## Task to carry out
Please reproduce the entries below, from their beginning through the line containing "0 41 71 176", including that line. Leave the pictures out.

## Image box annotation entries
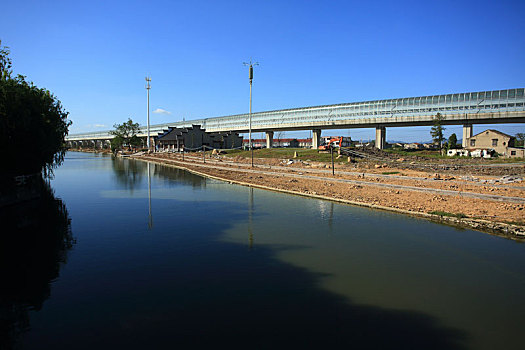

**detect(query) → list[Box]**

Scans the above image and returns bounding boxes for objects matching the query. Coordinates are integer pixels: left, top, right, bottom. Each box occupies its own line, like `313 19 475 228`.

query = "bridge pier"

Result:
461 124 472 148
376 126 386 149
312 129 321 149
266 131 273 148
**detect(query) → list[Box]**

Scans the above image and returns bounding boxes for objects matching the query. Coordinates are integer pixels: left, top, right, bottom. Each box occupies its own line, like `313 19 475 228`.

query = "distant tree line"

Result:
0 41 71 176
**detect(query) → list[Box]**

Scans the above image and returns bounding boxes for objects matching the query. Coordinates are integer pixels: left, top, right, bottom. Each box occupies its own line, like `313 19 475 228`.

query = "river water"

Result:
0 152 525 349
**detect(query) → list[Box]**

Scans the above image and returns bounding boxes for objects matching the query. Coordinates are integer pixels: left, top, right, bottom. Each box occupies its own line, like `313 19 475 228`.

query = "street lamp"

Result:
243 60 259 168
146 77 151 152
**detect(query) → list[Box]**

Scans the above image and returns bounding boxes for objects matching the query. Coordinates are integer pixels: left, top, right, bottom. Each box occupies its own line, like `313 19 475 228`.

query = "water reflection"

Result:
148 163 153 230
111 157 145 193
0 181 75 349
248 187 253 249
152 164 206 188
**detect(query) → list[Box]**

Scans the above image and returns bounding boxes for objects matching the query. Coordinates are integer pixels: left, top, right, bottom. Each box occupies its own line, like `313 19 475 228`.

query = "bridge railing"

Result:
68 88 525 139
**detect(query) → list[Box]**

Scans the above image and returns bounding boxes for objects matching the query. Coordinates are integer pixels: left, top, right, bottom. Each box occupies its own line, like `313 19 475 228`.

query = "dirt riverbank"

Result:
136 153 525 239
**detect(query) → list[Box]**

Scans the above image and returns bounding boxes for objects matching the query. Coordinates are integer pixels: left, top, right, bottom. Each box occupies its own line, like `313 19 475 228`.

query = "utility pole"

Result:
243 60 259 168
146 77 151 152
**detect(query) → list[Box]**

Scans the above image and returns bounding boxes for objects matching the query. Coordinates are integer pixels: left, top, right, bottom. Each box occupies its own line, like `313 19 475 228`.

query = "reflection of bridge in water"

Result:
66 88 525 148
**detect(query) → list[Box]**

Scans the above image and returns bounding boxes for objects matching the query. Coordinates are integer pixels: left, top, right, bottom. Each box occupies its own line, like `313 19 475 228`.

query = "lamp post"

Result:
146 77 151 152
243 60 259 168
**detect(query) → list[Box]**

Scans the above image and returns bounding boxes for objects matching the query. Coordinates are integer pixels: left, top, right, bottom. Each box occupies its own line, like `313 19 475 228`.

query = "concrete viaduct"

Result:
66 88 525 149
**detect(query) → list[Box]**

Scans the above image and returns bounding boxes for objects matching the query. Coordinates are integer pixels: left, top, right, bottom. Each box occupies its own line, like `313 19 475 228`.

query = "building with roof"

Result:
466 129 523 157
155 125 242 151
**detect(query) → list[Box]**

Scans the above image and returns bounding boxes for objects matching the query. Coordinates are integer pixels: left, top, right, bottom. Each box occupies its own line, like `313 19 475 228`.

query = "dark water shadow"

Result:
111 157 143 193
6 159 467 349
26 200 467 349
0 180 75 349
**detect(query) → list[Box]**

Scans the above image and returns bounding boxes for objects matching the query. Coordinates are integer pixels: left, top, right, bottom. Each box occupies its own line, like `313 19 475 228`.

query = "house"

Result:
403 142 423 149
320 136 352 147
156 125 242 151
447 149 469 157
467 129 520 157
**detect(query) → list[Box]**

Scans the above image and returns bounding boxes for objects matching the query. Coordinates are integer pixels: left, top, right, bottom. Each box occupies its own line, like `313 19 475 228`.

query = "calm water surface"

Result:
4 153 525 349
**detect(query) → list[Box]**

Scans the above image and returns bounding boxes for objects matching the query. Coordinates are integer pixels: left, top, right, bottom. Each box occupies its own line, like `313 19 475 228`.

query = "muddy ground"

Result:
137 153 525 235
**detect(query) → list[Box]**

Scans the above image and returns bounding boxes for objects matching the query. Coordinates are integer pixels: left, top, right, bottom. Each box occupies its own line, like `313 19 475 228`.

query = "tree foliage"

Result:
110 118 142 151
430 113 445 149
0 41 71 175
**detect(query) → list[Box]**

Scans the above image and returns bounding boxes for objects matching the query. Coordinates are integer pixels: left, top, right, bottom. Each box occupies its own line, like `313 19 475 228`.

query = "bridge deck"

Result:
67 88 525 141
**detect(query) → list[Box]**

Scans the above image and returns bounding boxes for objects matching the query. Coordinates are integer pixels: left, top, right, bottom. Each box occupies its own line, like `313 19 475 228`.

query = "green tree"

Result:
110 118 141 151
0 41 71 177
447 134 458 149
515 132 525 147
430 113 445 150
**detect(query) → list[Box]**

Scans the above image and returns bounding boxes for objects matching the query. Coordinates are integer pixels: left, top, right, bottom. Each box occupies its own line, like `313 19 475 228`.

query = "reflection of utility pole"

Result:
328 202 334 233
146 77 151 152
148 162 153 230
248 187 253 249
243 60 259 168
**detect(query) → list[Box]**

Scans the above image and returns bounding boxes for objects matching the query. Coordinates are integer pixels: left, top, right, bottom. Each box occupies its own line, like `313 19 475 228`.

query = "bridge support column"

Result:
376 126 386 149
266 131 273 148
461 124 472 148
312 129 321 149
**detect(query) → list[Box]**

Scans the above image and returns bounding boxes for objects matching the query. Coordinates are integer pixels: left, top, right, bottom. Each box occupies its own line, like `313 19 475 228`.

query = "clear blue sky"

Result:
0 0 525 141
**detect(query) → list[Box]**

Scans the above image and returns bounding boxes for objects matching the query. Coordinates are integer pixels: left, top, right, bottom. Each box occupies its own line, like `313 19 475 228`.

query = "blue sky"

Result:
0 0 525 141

## Result
**detect(query) → list[Box]**

Scans the above image and returns bounding boxes for objects matching the query. Coordinates are integer pixels: left, top, right, bottom. Each box occupies its own line, like `313 19 475 228`.

query = "bridge pier"

Result:
461 124 472 148
376 126 386 149
312 129 321 149
266 131 273 148
**detect(query) → list[Box]**

Scans the above image and returns bounding boxes for objects matching the query. Coordinates are integer pixels: left, top, right, bottom. Each box occupies its own line, like `313 19 475 228`.

query = "distant tree line"

Result:
0 41 71 176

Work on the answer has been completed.